* **What you should do**: All of the data that follows is to be written out exactly, with images excluded.

+++ Records to use +++

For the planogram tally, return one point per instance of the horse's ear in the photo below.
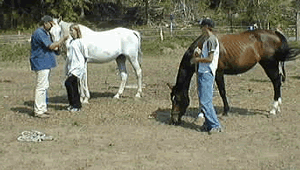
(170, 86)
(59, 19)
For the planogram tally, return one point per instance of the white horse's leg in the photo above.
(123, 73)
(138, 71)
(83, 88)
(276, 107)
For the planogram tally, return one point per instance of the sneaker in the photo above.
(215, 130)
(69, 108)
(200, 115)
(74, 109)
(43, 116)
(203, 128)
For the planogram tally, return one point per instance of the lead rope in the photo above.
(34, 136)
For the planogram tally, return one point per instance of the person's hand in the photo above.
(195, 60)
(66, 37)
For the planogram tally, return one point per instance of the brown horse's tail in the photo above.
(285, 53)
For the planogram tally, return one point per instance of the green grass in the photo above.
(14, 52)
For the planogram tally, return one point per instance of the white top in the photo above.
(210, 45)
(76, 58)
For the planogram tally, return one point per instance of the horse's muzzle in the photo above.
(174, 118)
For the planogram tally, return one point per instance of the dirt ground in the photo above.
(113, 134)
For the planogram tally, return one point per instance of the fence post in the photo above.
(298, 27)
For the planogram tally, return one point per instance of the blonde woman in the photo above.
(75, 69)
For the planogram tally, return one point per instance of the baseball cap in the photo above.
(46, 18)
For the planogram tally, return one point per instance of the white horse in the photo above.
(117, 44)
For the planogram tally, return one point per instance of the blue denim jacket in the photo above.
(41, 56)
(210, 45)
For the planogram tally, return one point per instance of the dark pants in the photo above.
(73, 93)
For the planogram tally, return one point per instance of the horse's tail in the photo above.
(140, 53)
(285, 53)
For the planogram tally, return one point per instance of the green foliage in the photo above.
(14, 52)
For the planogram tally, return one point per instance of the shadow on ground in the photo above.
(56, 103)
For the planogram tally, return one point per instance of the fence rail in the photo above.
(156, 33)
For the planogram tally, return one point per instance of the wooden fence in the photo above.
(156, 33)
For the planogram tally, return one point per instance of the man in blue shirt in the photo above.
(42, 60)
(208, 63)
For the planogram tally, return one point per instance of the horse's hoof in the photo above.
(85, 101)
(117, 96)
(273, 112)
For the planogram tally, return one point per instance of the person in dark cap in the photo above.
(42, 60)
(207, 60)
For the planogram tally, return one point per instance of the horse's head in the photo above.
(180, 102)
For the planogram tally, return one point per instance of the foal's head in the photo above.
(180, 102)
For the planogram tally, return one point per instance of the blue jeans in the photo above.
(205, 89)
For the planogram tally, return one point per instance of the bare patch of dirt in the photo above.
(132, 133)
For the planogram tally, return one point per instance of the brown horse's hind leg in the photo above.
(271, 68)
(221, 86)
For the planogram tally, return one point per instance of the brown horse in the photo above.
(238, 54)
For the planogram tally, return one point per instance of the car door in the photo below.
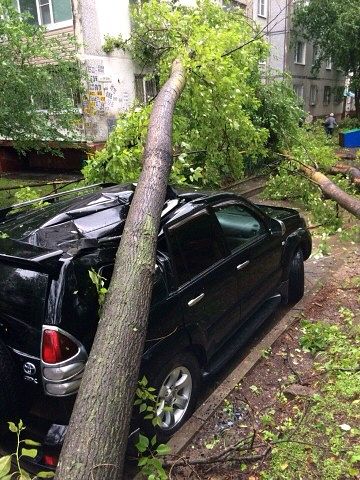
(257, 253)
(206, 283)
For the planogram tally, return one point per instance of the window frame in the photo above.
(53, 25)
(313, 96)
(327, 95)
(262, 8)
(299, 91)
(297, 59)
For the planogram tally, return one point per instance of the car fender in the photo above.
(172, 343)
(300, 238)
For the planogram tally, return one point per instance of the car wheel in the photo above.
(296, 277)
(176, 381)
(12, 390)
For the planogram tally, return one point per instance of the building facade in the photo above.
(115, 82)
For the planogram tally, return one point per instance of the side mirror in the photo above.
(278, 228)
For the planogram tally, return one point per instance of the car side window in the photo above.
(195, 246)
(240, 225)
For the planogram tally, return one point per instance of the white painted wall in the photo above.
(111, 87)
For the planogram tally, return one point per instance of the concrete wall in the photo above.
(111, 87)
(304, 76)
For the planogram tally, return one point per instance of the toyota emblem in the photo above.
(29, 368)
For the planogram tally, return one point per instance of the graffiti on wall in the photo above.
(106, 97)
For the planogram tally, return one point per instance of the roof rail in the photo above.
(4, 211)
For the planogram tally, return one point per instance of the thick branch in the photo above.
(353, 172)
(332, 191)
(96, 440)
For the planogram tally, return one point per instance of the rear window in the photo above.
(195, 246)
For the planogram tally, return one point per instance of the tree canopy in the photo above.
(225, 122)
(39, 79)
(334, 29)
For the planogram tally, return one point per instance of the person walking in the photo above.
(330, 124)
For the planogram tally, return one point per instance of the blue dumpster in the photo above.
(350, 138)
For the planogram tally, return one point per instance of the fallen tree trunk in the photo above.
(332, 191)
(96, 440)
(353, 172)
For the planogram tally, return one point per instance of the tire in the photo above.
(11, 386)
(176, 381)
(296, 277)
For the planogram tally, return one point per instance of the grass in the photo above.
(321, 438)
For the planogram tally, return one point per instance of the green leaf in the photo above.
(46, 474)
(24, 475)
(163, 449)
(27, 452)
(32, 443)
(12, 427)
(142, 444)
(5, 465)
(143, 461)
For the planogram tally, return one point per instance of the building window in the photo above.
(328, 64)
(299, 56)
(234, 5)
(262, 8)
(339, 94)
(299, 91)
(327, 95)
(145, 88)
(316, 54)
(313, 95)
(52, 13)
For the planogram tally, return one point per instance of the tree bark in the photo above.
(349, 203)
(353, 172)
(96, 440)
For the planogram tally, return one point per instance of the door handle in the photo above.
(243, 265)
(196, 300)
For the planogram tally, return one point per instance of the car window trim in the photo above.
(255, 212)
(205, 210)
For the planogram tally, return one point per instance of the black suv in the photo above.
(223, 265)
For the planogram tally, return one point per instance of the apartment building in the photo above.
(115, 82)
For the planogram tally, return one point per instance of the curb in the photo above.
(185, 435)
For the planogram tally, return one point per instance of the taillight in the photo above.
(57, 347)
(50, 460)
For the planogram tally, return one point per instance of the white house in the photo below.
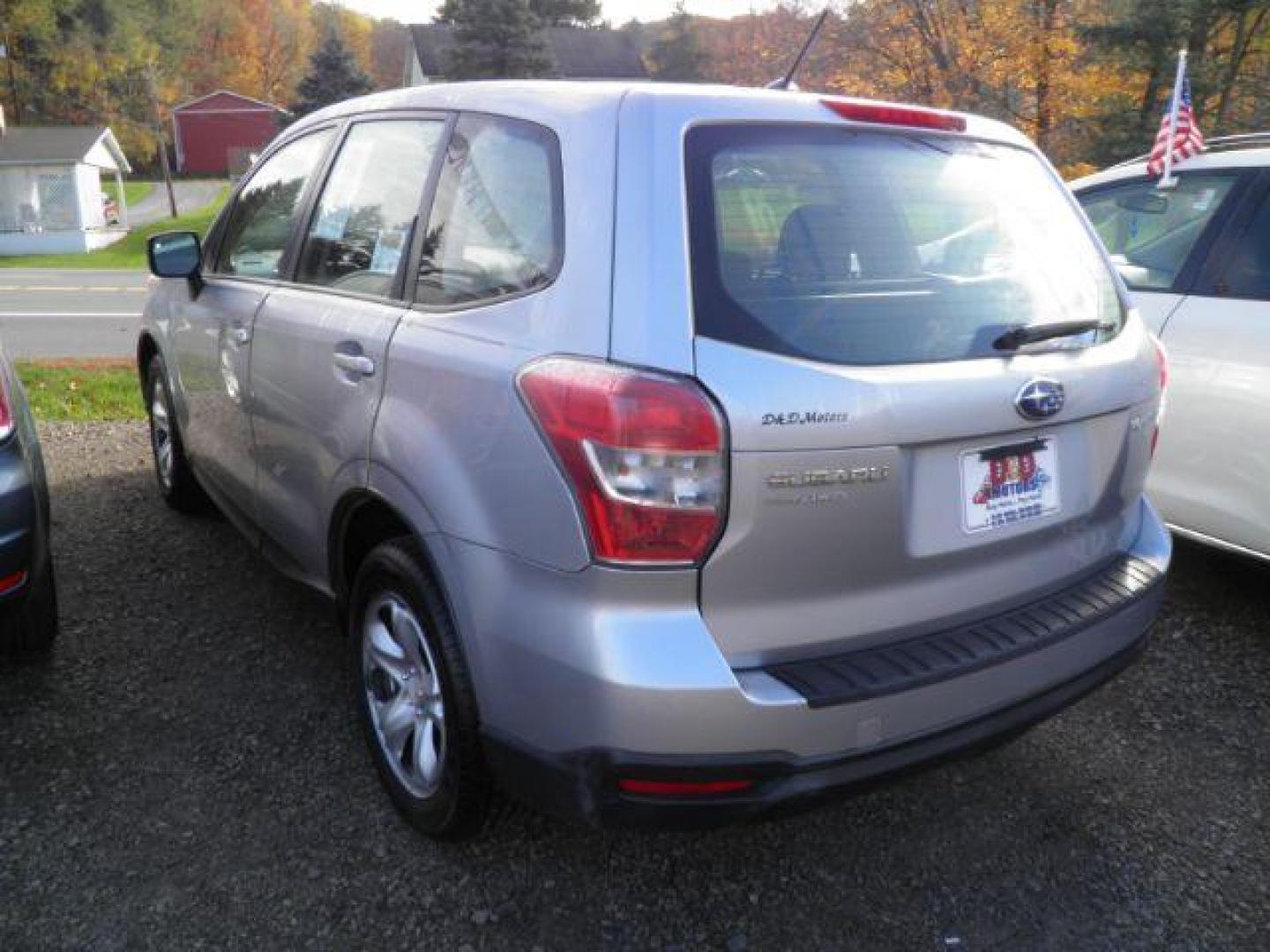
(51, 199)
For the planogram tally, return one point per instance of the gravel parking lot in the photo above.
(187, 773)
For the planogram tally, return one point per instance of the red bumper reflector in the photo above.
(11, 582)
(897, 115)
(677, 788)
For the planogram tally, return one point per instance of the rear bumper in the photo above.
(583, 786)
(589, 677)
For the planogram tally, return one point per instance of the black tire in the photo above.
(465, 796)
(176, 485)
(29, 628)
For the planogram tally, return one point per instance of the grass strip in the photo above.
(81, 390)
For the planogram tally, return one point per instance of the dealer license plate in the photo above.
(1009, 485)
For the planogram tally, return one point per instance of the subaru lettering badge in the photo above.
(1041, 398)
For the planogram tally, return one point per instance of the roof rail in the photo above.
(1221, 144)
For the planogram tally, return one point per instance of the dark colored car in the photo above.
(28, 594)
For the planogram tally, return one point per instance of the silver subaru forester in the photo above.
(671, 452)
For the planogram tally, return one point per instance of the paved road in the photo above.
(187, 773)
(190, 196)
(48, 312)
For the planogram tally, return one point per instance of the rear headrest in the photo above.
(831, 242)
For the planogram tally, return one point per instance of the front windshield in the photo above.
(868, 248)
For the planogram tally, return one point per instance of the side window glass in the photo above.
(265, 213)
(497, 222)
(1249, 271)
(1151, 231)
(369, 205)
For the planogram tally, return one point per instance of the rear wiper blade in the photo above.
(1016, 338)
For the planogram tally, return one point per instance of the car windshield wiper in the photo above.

+++

* **Response area**:
For the planogram tally, return one point per instance of the horse's ear in the photo below.
(170, 86)
(59, 19)
For the planogram tally, return one point per instance of the white horse's leg in the photo above.
(123, 73)
(138, 71)
(83, 88)
(276, 107)
For the planogram tally, return one point per instance of the sneaker in the photo above.
(215, 130)
(69, 108)
(200, 115)
(74, 109)
(43, 116)
(203, 128)
For the planogram tally, return one point per instance of the lead rope in the photo above.
(34, 136)
For the planogram tally, return one point per instance of the person's hand in the photo above.
(195, 60)
(66, 37)
For the planogram tally, return one point per instance of the brown horse's tail in the photo above.
(285, 53)
For the planogram tally, return one point per instance of the green grass in the photo above.
(14, 52)
For the planogram tally, return one point per instance of the white top in the photo above.
(210, 45)
(76, 58)
For the planogram tally, return one point per instance of the horse's muzzle in the photo above.
(174, 118)
For the planogram tally, return one point per instance of the dirt ground in the photo above.
(113, 134)
For the planogram tally, return one point per instance of the fence post in the photo above.
(298, 27)
For the planogram tally, return one point per instance of the blonde woman in the photo above.
(75, 69)
For the planogram tally, return one point per instance of the baseball cap in the photo above.
(46, 18)
For the planogram tally, return one point per instance of the white horse in the photo above.
(117, 44)
For the planogram tally, return one point per instance of the blue denim jacket in the photo above.
(41, 56)
(210, 45)
For the planogram tally, return one point per instance of the dark pants in the photo above.
(73, 93)
For the planogram tally, return one point per instance of the horse's tail in the photo above.
(140, 53)
(285, 53)
For the planogram tally, return one point per instance of the green foliage in the photo above.
(14, 52)
For the planogram tally, return one point per instance of the shadow on ground in the photo above.
(56, 103)
For the planogram tally, return one point per instance of the fence rail in the photo above.
(156, 33)
For the planogram tally, return one point per instance of the wooden fence in the photo above.
(156, 33)
For the planogram tally, return one point per instance of the man in blue shirt in the photo above.
(42, 60)
(208, 63)
For the planogram tally, return one point per instance of the horse's hoof in the photo above.
(85, 101)
(117, 96)
(273, 112)
For the planogram tally, return one point per instance of the person in dark cap in the photo above.
(42, 60)
(207, 60)
For the planogram tally, return one point per instance of the horse's head in the photo above.
(180, 102)
For the planogram tally, return one point per instance of the foal's head in the photo above.
(180, 102)
For the planogram tally, return one point per instance of the blue jeans in the photo above.
(205, 89)
For the planogram tally, return one point per instance of the bare patch of dirt in the photo above.
(132, 133)
For the planogram tally, return one point per instance of the brown horse's hind leg in the photo above.
(271, 68)
(221, 86)
For the planogram tally, return one point per instance of the brown horse in the photo above.
(238, 54)
For the planogram tally, return one point per instance of the car door in the photo below.
(257, 253)
(206, 283)
For the planogram tally, return one point per instance of the window frame in the photo above.
(53, 25)
(313, 96)
(327, 95)
(262, 8)
(299, 91)
(297, 59)
For the planogram tally, return one point per instance of the car fender in the photo above.
(172, 343)
(300, 238)
For the planogram tally, return one point per instance of the car wheel in the photo above.
(296, 277)
(176, 381)
(12, 390)
For the planogram tally, return one point per instance of the building facade in the photo above.
(115, 82)
For the planogram tally, return one point per instance of the side mirror in the photo above.
(278, 228)
For the planogram tally, return one point per instance of the car side window in the photo above.
(195, 246)
(240, 225)
For the planogram tally, return one point per instance of the white painted wall in the photo above.
(111, 87)
For the planogram tally, return one point per instance of the concrete wall in the photo above.
(111, 87)
(304, 76)
For the planogram tally, return one point per instance of the toyota emblem in the photo above.
(29, 368)
For the planogram tally, return one point per instance of the graffiti on wall in the photo above.
(106, 97)
For the planogram tally, return one point per instance of the roof rail in the photo above.
(4, 211)
For the planogram tally, return one point per instance of the thick branch in the photo above.
(353, 172)
(332, 191)
(96, 440)
For the planogram tally, return one point per instance of the rear window in the photo above.
(195, 246)
For the planogram tally, return one point per instance of the tree canopy in the photo above.
(225, 122)
(39, 79)
(334, 29)
For the planogram tally, return one point per instance of the person walking in the photo above.
(330, 124)
For the planogram tally, return one point per instance of the blue dumpster in the photo above.
(350, 138)
For the planogram tally, return one point per instance of the fallen tree trunk in the photo above.
(332, 191)
(96, 440)
(353, 172)
For the planogram tally, return one point per instance of the tire in the photo above.
(11, 386)
(176, 381)
(296, 277)
For the planogram tally, return one point per instance of the grass in the photo above.
(321, 438)
For the planogram tally, return one point per instance of the green leaf in the photo above.
(46, 474)
(24, 475)
(163, 449)
(27, 452)
(32, 443)
(12, 427)
(142, 444)
(5, 465)
(143, 461)
For the planogram tally, return one point per instance of the building window in the photo above.
(328, 64)
(299, 56)
(234, 5)
(262, 8)
(339, 94)
(299, 91)
(327, 95)
(145, 88)
(316, 54)
(313, 95)
(52, 13)
For the planogram tally, return one point per instance of the tree bark in the photo above.
(349, 203)
(353, 172)
(96, 440)
For the planogram tally, return one point per instance of the door handle in the photo above.
(243, 265)
(196, 300)
For the planogram tally, return one point per instance of the car window trim in the photo above.
(255, 212)
(205, 210)
For the planogram tally, return one point per instance of the black suv in the photo above.
(223, 265)
For the planogram tally, return one point per instance of the apartment building in the photo above.
(115, 82)
For the planogram tally, return one point per instance of the curb in the photo above.
(185, 435)
For the planogram tally, return one point per instance of the taillight in the photo above.
(57, 347)
(50, 460)
For the planogram tally, return one point per instance of the white house in the photo below.
(51, 199)
For the planogram tally, return one point per instance of the gravel parking lot in the photo above.
(187, 773)
For the planogram tally, return one point per instance of the red bumper reflector in the photo above.
(11, 582)
(897, 115)
(677, 788)
For the planogram tally, return one point per instance of the rear bumper in the photo above.
(583, 786)
(589, 677)
For the planogram tally, return one point per instance of the black tire in the photo above.
(465, 796)
(176, 485)
(29, 628)
For the planogram tally, return one point per instance of the grass strip in the photo above.
(81, 390)
For the planogram tally, return one point per instance of the dealer license plate in the photo above.
(1009, 485)
For the planogram tally, return one point per instance of the subaru lettering badge in the photo above.
(1041, 398)
For the planogram tally, return one point per instance of the roof rail in the photo above.
(1221, 144)
For the planogram tally, return one point per instance of the dark colored car in the photo above.
(28, 594)
For the planogram tally, return one point per instance of the silver subaru forester in the photo above.
(671, 452)
For the planogram tally, return one point per instance of the paved road in the photo above.
(187, 773)
(190, 196)
(48, 312)
For the planogram tally, return one point per instance of the rear headrest in the photo above.
(831, 242)
For the planogram tally, return one point per instance of the front windshield in the photo above.
(868, 248)
For the planogram tally, return one point per instance of the side window glass in the photo above.
(265, 213)
(497, 222)
(1249, 271)
(1151, 231)
(369, 205)
For the planogram tally, return one point per instance of the rear wiper blade in the photo above.
(1016, 338)
For the planogram tally, return one point per instance of the car windshield wiper in the photo above.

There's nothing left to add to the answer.